[Collected data]

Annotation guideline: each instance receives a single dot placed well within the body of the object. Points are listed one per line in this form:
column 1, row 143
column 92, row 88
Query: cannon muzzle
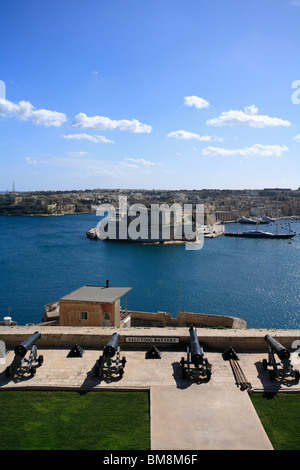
column 280, row 350
column 22, row 348
column 196, row 350
column 112, row 346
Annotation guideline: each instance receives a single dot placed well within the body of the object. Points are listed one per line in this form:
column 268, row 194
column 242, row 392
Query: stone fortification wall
column 184, row 319
column 136, row 338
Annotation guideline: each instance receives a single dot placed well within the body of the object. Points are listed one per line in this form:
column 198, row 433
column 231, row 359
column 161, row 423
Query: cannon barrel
column 112, row 346
column 280, row 350
column 196, row 350
column 22, row 348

* [EXERCISE DIRECTIONS]
Switch "Query" to "Target" throughout these lines and repeat them with everything else unchanged, leaving out the pictures.

* [EXERCISE ANSWER]
Annotation guideline: each instance receives a single dot placed well within the body of the object. Points are listed one per line in this form:
column 1, row 143
column 92, row 88
Target: cannon muzzle
column 280, row 350
column 22, row 348
column 196, row 350
column 112, row 346
Annotation guideline: each instance receives a single dot placed well within the body of the object. Points are listed one per line in this form:
column 268, row 194
column 242, row 392
Target: stone fortification wall
column 184, row 319
column 136, row 338
Annotation guideline: each instance receives a single dot placed well within the body of the object. Points are listed one per line in this form:
column 198, row 433
column 231, row 359
column 161, row 423
Target: cannon barrel
column 112, row 346
column 280, row 350
column 196, row 350
column 22, row 348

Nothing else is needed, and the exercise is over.